** GIVEN REQUEST **
Starting from the top of the listing below and ending with the line that holds "[108,221,123,311]", arrange the lines as a JSON list of strings, one string per line, with blank lines left out.

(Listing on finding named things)
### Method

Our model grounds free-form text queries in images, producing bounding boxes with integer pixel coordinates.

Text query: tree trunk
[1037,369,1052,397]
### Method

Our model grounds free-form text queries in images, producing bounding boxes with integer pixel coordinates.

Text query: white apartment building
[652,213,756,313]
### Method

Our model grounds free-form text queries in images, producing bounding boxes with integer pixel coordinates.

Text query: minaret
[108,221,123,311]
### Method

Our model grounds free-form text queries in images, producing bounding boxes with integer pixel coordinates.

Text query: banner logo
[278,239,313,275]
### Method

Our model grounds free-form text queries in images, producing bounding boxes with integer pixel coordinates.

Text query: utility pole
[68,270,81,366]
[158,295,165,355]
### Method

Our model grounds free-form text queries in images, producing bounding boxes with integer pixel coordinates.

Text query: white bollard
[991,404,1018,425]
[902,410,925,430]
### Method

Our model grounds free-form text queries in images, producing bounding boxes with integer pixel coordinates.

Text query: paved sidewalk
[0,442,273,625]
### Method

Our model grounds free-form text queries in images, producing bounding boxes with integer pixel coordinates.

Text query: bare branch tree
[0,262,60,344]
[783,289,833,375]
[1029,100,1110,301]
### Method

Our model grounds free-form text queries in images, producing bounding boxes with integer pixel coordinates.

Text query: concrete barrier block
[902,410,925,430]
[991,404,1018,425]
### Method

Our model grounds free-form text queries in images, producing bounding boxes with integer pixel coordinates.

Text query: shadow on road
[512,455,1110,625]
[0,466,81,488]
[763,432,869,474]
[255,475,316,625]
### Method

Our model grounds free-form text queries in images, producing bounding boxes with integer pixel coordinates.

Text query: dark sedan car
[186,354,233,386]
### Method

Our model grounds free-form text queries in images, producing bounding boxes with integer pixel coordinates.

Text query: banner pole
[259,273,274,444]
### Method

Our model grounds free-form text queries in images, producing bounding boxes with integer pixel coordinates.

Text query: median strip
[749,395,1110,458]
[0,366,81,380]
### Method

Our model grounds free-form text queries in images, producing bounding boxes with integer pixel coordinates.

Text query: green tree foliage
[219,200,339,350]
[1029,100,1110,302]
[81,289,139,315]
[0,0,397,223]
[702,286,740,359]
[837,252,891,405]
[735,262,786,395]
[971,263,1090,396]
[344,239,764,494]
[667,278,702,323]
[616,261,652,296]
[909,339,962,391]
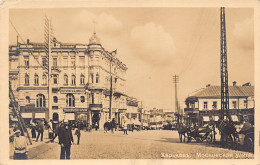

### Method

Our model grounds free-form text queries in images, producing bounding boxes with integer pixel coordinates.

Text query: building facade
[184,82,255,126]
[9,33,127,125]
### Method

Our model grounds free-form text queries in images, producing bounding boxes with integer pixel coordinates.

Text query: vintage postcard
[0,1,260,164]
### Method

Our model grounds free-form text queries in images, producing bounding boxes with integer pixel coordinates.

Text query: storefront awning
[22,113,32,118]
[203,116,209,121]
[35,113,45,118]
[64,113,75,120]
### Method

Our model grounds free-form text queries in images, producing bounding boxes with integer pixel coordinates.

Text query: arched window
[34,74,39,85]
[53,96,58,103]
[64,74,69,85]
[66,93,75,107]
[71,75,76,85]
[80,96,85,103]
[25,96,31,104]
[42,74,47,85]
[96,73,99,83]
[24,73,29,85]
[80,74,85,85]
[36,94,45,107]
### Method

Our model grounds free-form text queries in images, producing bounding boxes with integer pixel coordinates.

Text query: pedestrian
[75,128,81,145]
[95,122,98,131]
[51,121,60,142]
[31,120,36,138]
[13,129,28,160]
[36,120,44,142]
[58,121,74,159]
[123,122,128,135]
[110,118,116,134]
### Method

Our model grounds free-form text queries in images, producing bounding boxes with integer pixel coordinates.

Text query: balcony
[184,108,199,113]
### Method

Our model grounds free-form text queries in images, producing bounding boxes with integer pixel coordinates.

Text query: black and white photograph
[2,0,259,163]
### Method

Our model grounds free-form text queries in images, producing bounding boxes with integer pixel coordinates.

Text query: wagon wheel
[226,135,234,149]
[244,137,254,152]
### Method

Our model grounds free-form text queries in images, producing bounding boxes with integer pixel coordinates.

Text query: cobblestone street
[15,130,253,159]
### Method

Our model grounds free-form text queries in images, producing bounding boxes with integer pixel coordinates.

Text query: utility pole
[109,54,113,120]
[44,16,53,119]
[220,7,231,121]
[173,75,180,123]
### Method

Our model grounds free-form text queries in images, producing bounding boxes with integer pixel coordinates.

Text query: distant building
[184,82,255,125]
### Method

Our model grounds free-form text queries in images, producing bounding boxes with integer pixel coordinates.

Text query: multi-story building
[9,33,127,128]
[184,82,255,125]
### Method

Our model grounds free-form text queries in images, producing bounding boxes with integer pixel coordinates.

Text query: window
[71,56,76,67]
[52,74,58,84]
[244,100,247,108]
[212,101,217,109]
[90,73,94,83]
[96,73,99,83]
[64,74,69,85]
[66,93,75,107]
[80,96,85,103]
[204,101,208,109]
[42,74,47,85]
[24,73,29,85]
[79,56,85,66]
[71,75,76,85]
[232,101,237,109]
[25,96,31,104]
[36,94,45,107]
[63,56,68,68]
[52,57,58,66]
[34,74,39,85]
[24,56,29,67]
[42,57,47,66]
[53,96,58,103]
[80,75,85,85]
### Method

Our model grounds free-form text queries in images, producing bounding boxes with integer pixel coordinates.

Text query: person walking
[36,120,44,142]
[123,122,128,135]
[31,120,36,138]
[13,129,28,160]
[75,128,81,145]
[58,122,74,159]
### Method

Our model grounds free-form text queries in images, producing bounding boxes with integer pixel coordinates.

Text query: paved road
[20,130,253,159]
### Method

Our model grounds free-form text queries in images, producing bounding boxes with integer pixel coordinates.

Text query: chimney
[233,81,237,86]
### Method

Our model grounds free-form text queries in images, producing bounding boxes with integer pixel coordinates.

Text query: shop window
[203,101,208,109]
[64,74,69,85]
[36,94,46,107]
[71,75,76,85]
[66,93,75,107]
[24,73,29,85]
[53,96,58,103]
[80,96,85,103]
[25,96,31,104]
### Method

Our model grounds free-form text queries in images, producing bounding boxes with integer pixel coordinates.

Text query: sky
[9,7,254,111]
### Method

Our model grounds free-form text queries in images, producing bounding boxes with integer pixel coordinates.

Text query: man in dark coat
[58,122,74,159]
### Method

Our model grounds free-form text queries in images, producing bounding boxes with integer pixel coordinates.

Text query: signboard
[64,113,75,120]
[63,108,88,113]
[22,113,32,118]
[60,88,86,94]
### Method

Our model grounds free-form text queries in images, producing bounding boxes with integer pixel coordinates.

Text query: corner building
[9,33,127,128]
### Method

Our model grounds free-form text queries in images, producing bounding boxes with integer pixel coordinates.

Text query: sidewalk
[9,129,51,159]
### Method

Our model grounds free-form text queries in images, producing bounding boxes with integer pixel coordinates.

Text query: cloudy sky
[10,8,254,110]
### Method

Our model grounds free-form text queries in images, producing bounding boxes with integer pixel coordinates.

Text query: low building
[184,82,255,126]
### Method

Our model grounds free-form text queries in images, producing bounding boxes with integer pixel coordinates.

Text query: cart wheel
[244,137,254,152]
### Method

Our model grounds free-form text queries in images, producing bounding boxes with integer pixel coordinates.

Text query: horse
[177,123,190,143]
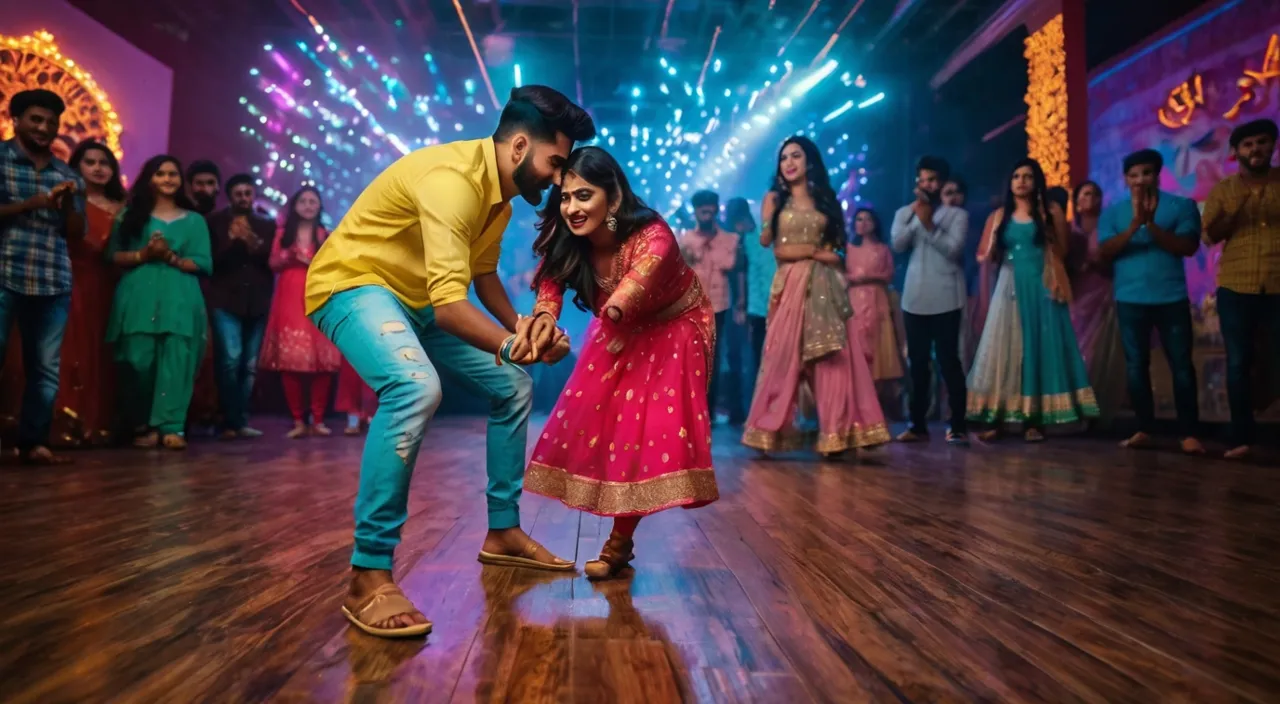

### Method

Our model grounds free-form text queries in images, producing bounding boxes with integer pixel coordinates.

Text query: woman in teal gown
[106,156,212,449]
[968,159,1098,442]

** ANSWER FOR THE TASK **
[
  "### Method",
  "Our model grounds free-form text queries in images, producing bounding boxes with integer pixel coordinates.",
  "Text query: tree trunk",
  "[1037,369,1052,397]",
  "### Method",
  "Our model grounds free-form text queries in images, producing bounding boxes with integer pixel coordinates.",
  "Text query: white apartment building",
  "[652,213,756,313]",
  "### Method",
  "Our model grounds free-form text queries in images, producing bounding boxes with integer pixel coordinates.",
  "Text query: minaret",
  "[108,221,123,311]"
]